Stored data entries:
------
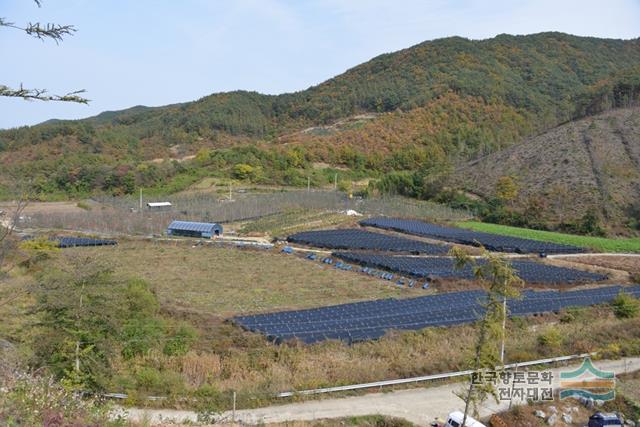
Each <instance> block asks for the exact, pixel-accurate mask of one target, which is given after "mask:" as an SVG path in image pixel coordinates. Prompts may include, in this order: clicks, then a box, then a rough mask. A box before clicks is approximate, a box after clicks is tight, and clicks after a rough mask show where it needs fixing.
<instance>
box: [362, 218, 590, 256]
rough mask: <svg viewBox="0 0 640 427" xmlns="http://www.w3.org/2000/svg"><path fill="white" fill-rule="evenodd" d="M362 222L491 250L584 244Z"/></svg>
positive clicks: (369, 220)
mask: <svg viewBox="0 0 640 427" xmlns="http://www.w3.org/2000/svg"><path fill="white" fill-rule="evenodd" d="M360 225H363V226H369V227H377V228H382V229H386V230H394V231H399V232H402V233H407V234H414V235H417V236H424V237H430V238H433V239H438V240H444V241H447V242H452V243H459V244H463V245H473V246H480V245H482V246H484V247H485V248H486V249H488V250H490V251H497V252H515V253H544V254H553V253H581V252H585V250H584V249H583V248H579V247H576V246H570V245H562V244H558V243H550V242H541V241H537V240H531V239H522V238H519V237H509V236H501V235H498V234H492V233H483V232H478V231H472V230H465V229H462V228H454V227H443V226H440V225H436V224H430V223H426V222H422V221H414V220H405V219H399V218H384V217H379V218H369V219H365V220H363V221H360Z"/></svg>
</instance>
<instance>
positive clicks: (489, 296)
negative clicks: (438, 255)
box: [451, 248, 522, 426]
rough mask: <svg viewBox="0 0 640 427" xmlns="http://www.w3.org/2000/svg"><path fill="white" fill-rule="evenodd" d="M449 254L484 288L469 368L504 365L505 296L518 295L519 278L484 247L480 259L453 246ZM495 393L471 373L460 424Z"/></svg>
mask: <svg viewBox="0 0 640 427" xmlns="http://www.w3.org/2000/svg"><path fill="white" fill-rule="evenodd" d="M451 254H452V255H453V256H454V258H455V265H456V268H457V269H462V268H468V267H470V268H471V269H472V271H473V275H474V277H475V279H476V280H478V281H479V282H480V284H481V286H482V287H483V289H484V290H485V291H486V293H485V296H484V298H483V300H482V301H481V306H482V308H483V310H484V312H483V314H482V317H481V318H480V320H479V321H478V324H477V328H478V337H477V339H476V345H475V347H474V354H473V360H472V363H471V365H472V366H471V369H472V370H473V371H474V372H475V373H476V374H478V375H481V374H482V372H483V371H484V370H489V369H495V368H496V366H503V365H504V341H505V335H506V319H507V299H508V298H517V297H519V291H518V288H519V287H521V286H522V280H521V279H520V278H519V277H518V276H517V274H516V272H515V270H514V269H513V267H512V266H511V264H510V263H509V261H508V260H507V259H504V258H502V257H500V256H499V255H496V254H492V253H490V252H488V251H486V250H485V251H483V256H482V260H481V261H478V260H477V259H476V258H472V257H471V256H470V255H469V254H468V253H467V252H466V251H465V250H464V249H460V248H453V249H452V250H451ZM494 393H495V390H493V389H492V386H491V384H476V383H475V382H474V380H473V376H472V377H471V379H470V381H469V387H468V388H467V389H466V391H465V392H463V393H461V394H460V395H459V397H460V398H461V399H463V400H464V402H465V408H464V416H463V420H462V424H461V425H463V426H464V425H466V424H465V423H466V420H467V416H468V414H469V410H470V409H471V407H473V408H474V411H475V412H477V408H478V407H479V405H480V404H482V402H484V401H485V400H486V399H487V397H488V396H489V395H495V394H494Z"/></svg>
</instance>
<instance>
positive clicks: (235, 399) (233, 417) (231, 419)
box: [231, 390, 236, 423]
mask: <svg viewBox="0 0 640 427" xmlns="http://www.w3.org/2000/svg"><path fill="white" fill-rule="evenodd" d="M231 421H232V422H234V423H235V422H236V392H235V390H234V391H233V411H232V412H231Z"/></svg>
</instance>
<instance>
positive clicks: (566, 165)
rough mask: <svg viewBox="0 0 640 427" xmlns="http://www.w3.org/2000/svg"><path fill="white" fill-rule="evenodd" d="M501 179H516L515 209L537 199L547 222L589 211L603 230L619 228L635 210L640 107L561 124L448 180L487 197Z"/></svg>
mask: <svg viewBox="0 0 640 427" xmlns="http://www.w3.org/2000/svg"><path fill="white" fill-rule="evenodd" d="M502 176H511V177H513V178H514V179H515V180H516V182H517V184H518V187H519V196H518V200H517V202H516V203H517V204H519V205H521V206H524V205H526V203H528V201H530V200H531V199H532V198H534V197H540V198H542V199H543V201H544V202H543V203H544V204H545V214H546V215H547V216H548V218H549V219H551V220H557V221H563V220H566V219H568V218H576V217H580V216H581V215H583V214H584V213H585V212H586V211H587V210H588V209H593V210H594V211H595V212H596V213H597V214H598V215H599V216H600V217H601V218H602V220H603V221H604V223H605V225H608V226H612V227H616V226H619V225H622V224H624V223H626V222H628V221H629V218H633V217H637V215H638V211H637V210H638V209H639V208H640V108H639V107H633V108H624V109H616V110H611V111H609V112H606V113H602V114H599V115H596V116H592V117H587V118H584V119H581V120H578V121H574V122H570V123H567V124H564V125H562V126H559V127H557V128H554V129H552V130H550V131H548V132H545V133H543V134H541V135H539V136H536V137H532V138H528V139H526V140H525V141H524V142H522V143H520V144H517V145H514V146H512V147H510V148H507V149H505V150H503V151H500V152H497V153H494V154H491V155H489V156H486V157H484V158H482V159H479V160H477V161H474V162H471V163H469V164H468V165H467V166H466V167H464V168H462V169H460V170H458V171H457V173H456V174H455V178H453V179H454V181H455V182H456V183H457V184H458V185H461V186H463V187H464V188H465V189H467V190H468V191H471V192H473V193H476V194H479V195H482V196H484V197H490V196H493V195H495V187H496V182H497V181H498V179H499V178H500V177H502Z"/></svg>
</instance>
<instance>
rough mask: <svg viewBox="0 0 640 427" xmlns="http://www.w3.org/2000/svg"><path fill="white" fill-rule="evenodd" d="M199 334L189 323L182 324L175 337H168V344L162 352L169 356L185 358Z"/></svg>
mask: <svg viewBox="0 0 640 427" xmlns="http://www.w3.org/2000/svg"><path fill="white" fill-rule="evenodd" d="M197 337H198V333H197V331H196V330H195V328H194V327H193V326H191V325H189V324H188V323H181V324H180V325H179V326H178V327H177V328H176V331H175V332H174V333H173V335H170V336H169V337H167V342H166V344H165V345H164V348H163V349H162V352H163V353H164V354H166V355H167V356H184V355H185V354H187V352H188V351H189V350H190V349H191V346H192V345H193V343H194V342H195V341H196V339H197Z"/></svg>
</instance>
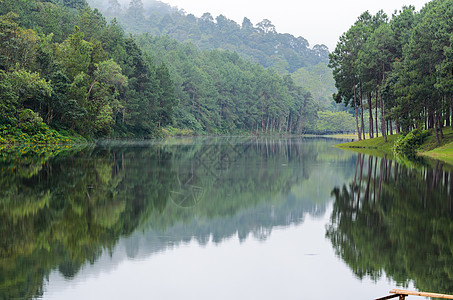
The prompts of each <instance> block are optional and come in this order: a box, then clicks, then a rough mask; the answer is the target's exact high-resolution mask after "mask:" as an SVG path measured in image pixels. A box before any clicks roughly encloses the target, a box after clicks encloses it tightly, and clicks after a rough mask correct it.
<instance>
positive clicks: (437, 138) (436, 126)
mask: <svg viewBox="0 0 453 300" xmlns="http://www.w3.org/2000/svg"><path fill="white" fill-rule="evenodd" d="M434 132H435V133H436V142H437V146H440V140H439V132H437V122H434Z"/></svg>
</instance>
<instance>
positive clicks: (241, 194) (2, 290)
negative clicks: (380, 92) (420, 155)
mask: <svg viewBox="0 0 453 300" xmlns="http://www.w3.org/2000/svg"><path fill="white" fill-rule="evenodd" d="M338 142H339V141H338V140H329V139H302V138H291V139H257V138H255V139H253V138H197V139H175V140H171V141H167V142H164V143H156V142H153V143H151V142H150V143H100V144H99V145H97V146H96V147H87V148H83V149H78V150H74V151H66V152H62V153H60V154H59V155H55V156H52V157H50V156H47V157H43V156H42V155H41V156H38V157H35V156H33V155H16V156H14V157H7V156H3V161H2V162H1V169H2V173H1V178H0V187H1V191H0V209H1V216H2V220H1V229H0V230H1V231H0V234H1V235H2V237H1V248H0V253H1V257H0V259H1V260H0V299H30V298H39V299H125V298H126V299H127V298H129V299H197V300H199V299H327V298H337V299H338V298H339V299H374V298H377V297H382V296H385V295H387V292H388V291H389V290H390V289H392V288H395V287H397V286H403V287H407V288H409V289H418V290H423V291H435V292H446V293H448V292H450V293H451V292H453V239H452V237H453V213H452V198H451V195H452V194H453V176H452V173H450V171H451V169H449V167H448V166H443V165H442V164H441V163H436V162H433V163H426V162H420V163H416V164H414V163H408V162H403V163H398V162H396V161H392V160H389V159H387V158H386V157H384V158H376V157H371V156H365V155H360V154H357V153H354V152H349V151H344V150H340V149H336V148H334V147H332V145H334V144H335V143H338Z"/></svg>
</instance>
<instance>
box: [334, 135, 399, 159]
mask: <svg viewBox="0 0 453 300" xmlns="http://www.w3.org/2000/svg"><path fill="white" fill-rule="evenodd" d="M398 137H400V135H399V134H394V135H389V136H387V143H386V142H384V138H383V137H382V136H380V137H378V138H374V139H367V140H361V141H355V142H349V143H343V144H338V145H336V147H338V148H342V149H350V150H354V151H357V152H360V153H365V154H371V155H377V154H379V155H378V156H383V154H387V155H391V156H393V143H394V142H395V140H396V139H397V138H398Z"/></svg>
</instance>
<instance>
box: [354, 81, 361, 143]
mask: <svg viewBox="0 0 453 300" xmlns="http://www.w3.org/2000/svg"><path fill="white" fill-rule="evenodd" d="M354 109H355V125H356V127H357V134H358V136H359V141H361V140H362V135H361V133H360V128H359V116H358V113H357V101H356V90H355V86H354Z"/></svg>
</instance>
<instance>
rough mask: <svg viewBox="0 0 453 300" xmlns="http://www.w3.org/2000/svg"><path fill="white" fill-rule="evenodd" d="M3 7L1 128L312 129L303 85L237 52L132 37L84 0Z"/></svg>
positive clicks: (22, 134)
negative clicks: (301, 85) (168, 128)
mask: <svg viewBox="0 0 453 300" xmlns="http://www.w3.org/2000/svg"><path fill="white" fill-rule="evenodd" d="M0 15H1V16H0V33H1V35H0V39H1V44H2V47H1V49H0V79H1V81H0V101H1V102H0V115H1V120H0V125H1V126H2V136H3V137H5V136H10V137H11V136H15V137H16V138H17V139H24V137H25V138H27V137H29V136H30V137H33V138H34V137H35V136H37V135H43V134H46V132H48V129H49V127H50V128H54V129H57V130H59V131H63V132H64V131H67V132H72V133H73V134H80V135H82V136H85V137H88V138H92V137H103V136H112V135H113V136H124V137H152V136H156V135H159V134H160V132H161V128H162V127H164V126H174V127H177V128H186V129H191V130H193V131H194V132H196V133H234V132H252V133H256V132H280V133H302V132H307V131H310V132H312V131H313V130H315V120H316V118H317V111H318V110H319V106H318V105H317V104H316V103H315V102H314V101H313V100H312V96H311V94H310V93H309V92H307V91H306V90H305V89H303V88H302V87H300V86H297V85H296V84H295V83H294V81H293V80H292V78H291V77H290V76H289V75H288V76H281V75H279V74H277V73H276V72H275V71H272V70H268V69H265V68H264V67H262V66H260V65H257V64H253V63H251V62H247V61H245V60H243V59H241V58H240V57H239V55H237V54H236V53H232V52H229V51H219V50H215V51H201V50H198V49H197V48H196V47H195V46H192V45H190V44H179V43H177V42H175V41H173V40H171V39H169V38H168V37H152V36H150V35H143V36H139V37H137V38H134V37H132V36H128V35H126V34H125V33H124V31H123V29H122V28H121V27H120V26H119V25H118V24H117V23H116V22H115V21H112V22H110V23H107V22H106V20H105V18H104V17H103V16H102V14H101V13H100V12H99V11H98V10H96V9H94V10H93V9H91V8H90V7H89V6H88V4H87V3H86V2H85V1H83V0H77V1H75V0H72V1H69V0H65V1H12V0H5V1H3V3H2V6H1V8H0ZM142 49H145V50H146V52H144V51H143V50H142Z"/></svg>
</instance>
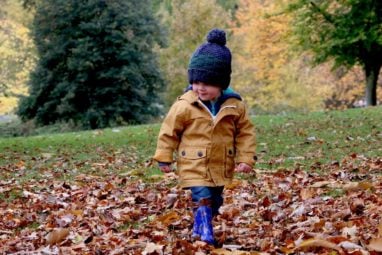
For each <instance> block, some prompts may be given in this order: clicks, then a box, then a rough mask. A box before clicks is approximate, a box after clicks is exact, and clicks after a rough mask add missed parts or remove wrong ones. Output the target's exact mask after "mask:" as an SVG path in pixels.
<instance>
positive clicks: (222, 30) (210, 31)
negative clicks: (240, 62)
mask: <svg viewBox="0 0 382 255" xmlns="http://www.w3.org/2000/svg"><path fill="white" fill-rule="evenodd" d="M226 42H227V41H226V33H225V32H224V31H223V30H220V29H216V28H215V29H212V30H211V31H210V32H208V34H207V42H206V43H204V44H202V45H200V46H199V47H198V48H197V49H196V50H195V52H194V53H193V55H192V57H191V59H190V63H189V65H188V81H189V83H190V84H192V83H194V82H204V83H207V84H211V85H216V86H219V87H221V88H222V89H227V88H228V86H229V83H230V81H231V60H232V56H231V51H230V50H229V49H228V48H227V47H226V46H225V44H226Z"/></svg>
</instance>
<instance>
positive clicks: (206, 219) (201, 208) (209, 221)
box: [195, 205, 215, 245]
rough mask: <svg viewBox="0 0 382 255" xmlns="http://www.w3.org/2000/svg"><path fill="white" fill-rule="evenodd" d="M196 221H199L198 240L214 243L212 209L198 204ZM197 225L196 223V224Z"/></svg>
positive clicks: (196, 213)
mask: <svg viewBox="0 0 382 255" xmlns="http://www.w3.org/2000/svg"><path fill="white" fill-rule="evenodd" d="M196 218H198V219H197V221H196V222H200V225H199V227H198V229H199V233H200V240H202V241H204V242H206V243H208V244H212V245H215V238H214V232H213V228H212V209H211V207H210V206H206V205H201V206H199V208H198V210H197V213H196V217H195V219H196ZM197 226H198V225H197Z"/></svg>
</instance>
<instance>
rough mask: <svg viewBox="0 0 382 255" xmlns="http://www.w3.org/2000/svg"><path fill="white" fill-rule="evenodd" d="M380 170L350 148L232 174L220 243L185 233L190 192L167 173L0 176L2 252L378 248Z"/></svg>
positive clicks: (375, 253) (96, 252)
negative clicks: (1, 179) (328, 154)
mask: <svg viewBox="0 0 382 255" xmlns="http://www.w3.org/2000/svg"><path fill="white" fill-rule="evenodd" d="M0 170H1V171H12V172H13V174H17V172H22V171H23V170H25V169H24V168H23V166H22V164H19V165H17V164H15V165H8V166H7V167H2V168H1V169H0ZM381 170H382V159H381V158H374V159H370V158H365V157H363V156H361V155H356V154H352V155H350V156H348V157H345V158H344V159H343V160H342V161H341V162H332V163H331V164H326V165H320V164H317V165H316V166H314V168H312V169H311V172H309V173H307V172H306V171H302V170H301V169H299V168H298V167H295V168H293V169H291V170H278V171H276V172H271V171H269V172H267V171H257V173H256V176H254V175H251V176H247V178H238V179H235V181H234V182H233V184H232V185H230V186H228V187H227V188H226V189H225V193H224V194H225V204H224V206H223V207H222V208H221V214H220V215H219V216H218V217H217V218H216V219H215V220H214V228H215V235H216V238H217V240H218V241H219V242H220V244H221V245H222V247H220V248H215V247H212V246H208V245H206V244H205V243H204V242H201V241H195V240H191V239H190V231H191V226H192V215H191V210H190V206H191V203H190V194H189V192H188V191H185V190H181V189H178V188H177V186H176V177H175V175H174V174H168V175H166V176H152V177H151V182H148V181H145V182H144V181H140V180H139V179H136V178H132V176H131V175H128V174H126V175H125V176H123V175H115V176H112V175H111V176H108V177H99V176H95V175H87V174H79V175H77V176H76V177H75V180H73V181H71V182H65V181H63V180H60V181H59V180H57V178H55V176H54V174H46V176H45V177H44V178H43V179H39V180H33V179H31V180H29V181H28V182H23V183H20V182H18V181H17V178H12V179H9V180H1V181H0V191H1V194H3V199H2V200H1V201H2V202H1V203H0V218H1V221H0V254H199V255H202V254H259V253H262V254H267V253H269V254H277V253H280V254H283V253H295V254H296V253H299V254H303V253H305V254H308V253H314V254H317V253H319V254H378V252H382V176H381ZM323 172H325V173H326V174H325V175H323V174H322V173H323Z"/></svg>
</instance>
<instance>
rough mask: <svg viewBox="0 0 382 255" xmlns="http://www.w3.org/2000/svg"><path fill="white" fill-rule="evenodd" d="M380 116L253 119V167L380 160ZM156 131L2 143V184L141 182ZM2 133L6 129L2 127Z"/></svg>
mask: <svg viewBox="0 0 382 255" xmlns="http://www.w3.org/2000/svg"><path fill="white" fill-rule="evenodd" d="M381 116H382V107H372V108H365V109H352V110H346V111H331V112H319V113H311V114H306V115H302V114H289V115H283V116H276V115H269V116H256V117H253V122H254V124H255V126H256V135H257V144H258V146H257V154H258V164H257V168H260V169H280V168H287V169H290V168H293V167H296V165H298V166H300V167H302V168H303V169H305V170H309V169H310V168H311V167H312V166H314V165H315V164H327V163H330V162H333V161H339V162H340V161H341V160H342V159H344V158H345V157H348V156H350V155H358V156H365V157H381V155H382V123H381V119H382V117H381ZM7 125H10V124H7ZM159 128H160V124H151V125H137V126H126V127H120V128H115V129H104V130H96V131H81V132H67V133H51V134H41V135H36V136H27V137H4V138H0V180H6V179H12V178H14V179H17V181H19V182H25V181H28V180H30V179H44V177H46V176H48V177H52V175H53V176H54V177H55V178H59V179H63V180H68V181H70V180H72V179H73V177H74V176H77V175H79V174H81V173H86V174H91V175H100V176H104V175H110V174H121V175H125V176H129V173H130V172H131V171H134V173H135V174H136V176H140V177H142V178H143V177H145V176H149V175H152V174H158V173H159V171H158V169H157V167H156V165H155V164H153V165H149V164H148V163H147V162H148V161H150V158H151V156H152V155H153V153H154V150H155V145H156V138H157V134H158V131H159ZM0 130H2V131H4V130H6V127H4V126H1V124H0ZM46 130H49V129H46ZM40 132H41V130H40ZM9 133H10V132H4V133H2V134H4V135H7V134H8V135H9ZM0 135H1V134H0ZM137 173H138V174H137Z"/></svg>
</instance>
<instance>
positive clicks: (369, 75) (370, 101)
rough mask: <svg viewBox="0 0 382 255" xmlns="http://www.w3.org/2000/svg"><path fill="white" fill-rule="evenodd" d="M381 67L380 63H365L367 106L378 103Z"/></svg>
mask: <svg viewBox="0 0 382 255" xmlns="http://www.w3.org/2000/svg"><path fill="white" fill-rule="evenodd" d="M380 69H381V64H380V63H373V64H367V63H366V64H365V75H366V91H365V92H366V95H365V99H366V106H373V105H377V82H378V75H379V71H380Z"/></svg>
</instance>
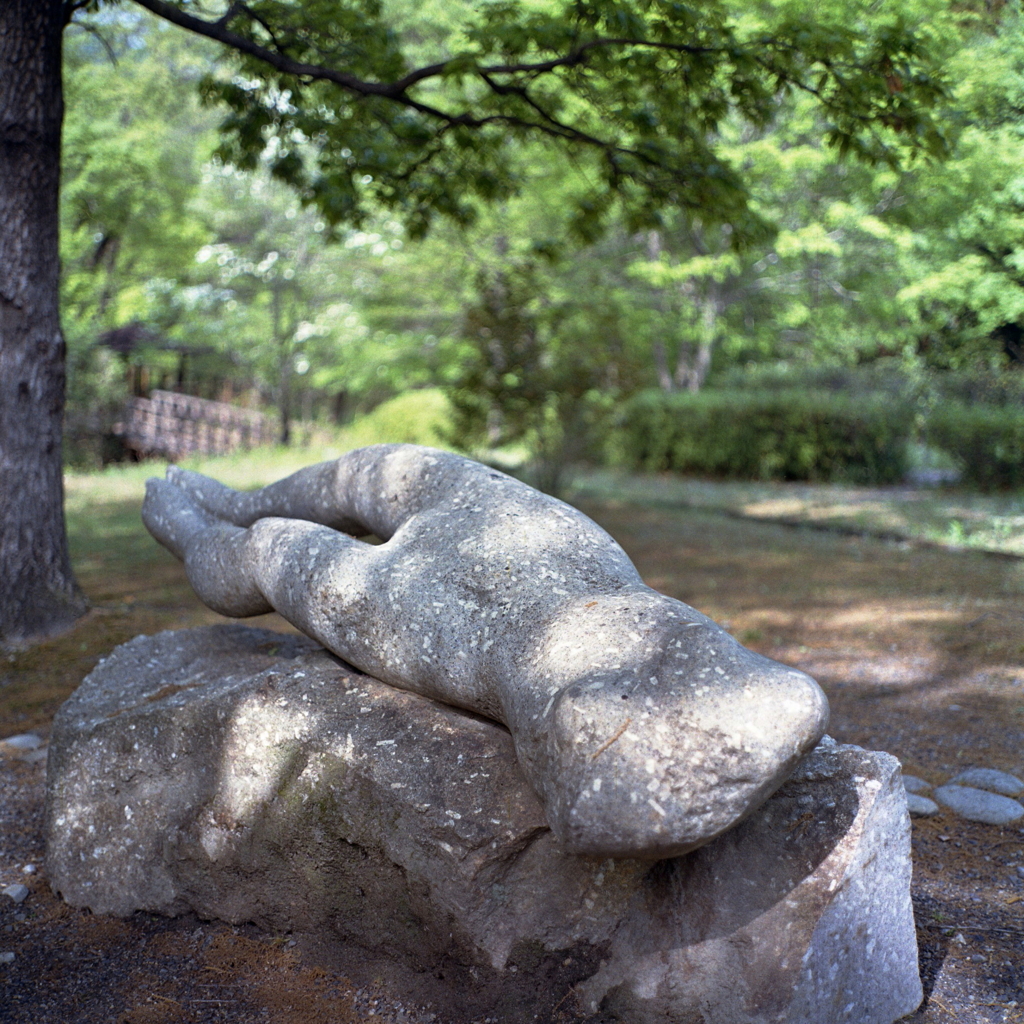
------
Render the entries above, from their beginning up to and including the line containing "positive clicks: (369, 220)", as a Markdown table with the columns Row and Text, where Row numbers each line and Text holds the line itself. Skip blank lines and leave out the pictures.

- Completed task -
| Row | Text |
|---|---|
| 1 | Each <instance> block asks for the exact, pixel-accurate mask of one target, which is given after "mask:" as an SVG path in image pixel coordinates. Prompts may include, in this order: clicks, then a box, then a rough mask. A box before clicks is approximate, a box after clicks is tight, and clicks after a rough mask show where it needs fixing. |
| 2 | <instance> |
| 3 | box: [362, 218, 590, 256] |
| 4 | rough mask: <svg viewBox="0 0 640 427" xmlns="http://www.w3.org/2000/svg"><path fill="white" fill-rule="evenodd" d="M362 222L491 250L584 244Z"/></svg> |
| 5 | positive clicks: (369, 220) |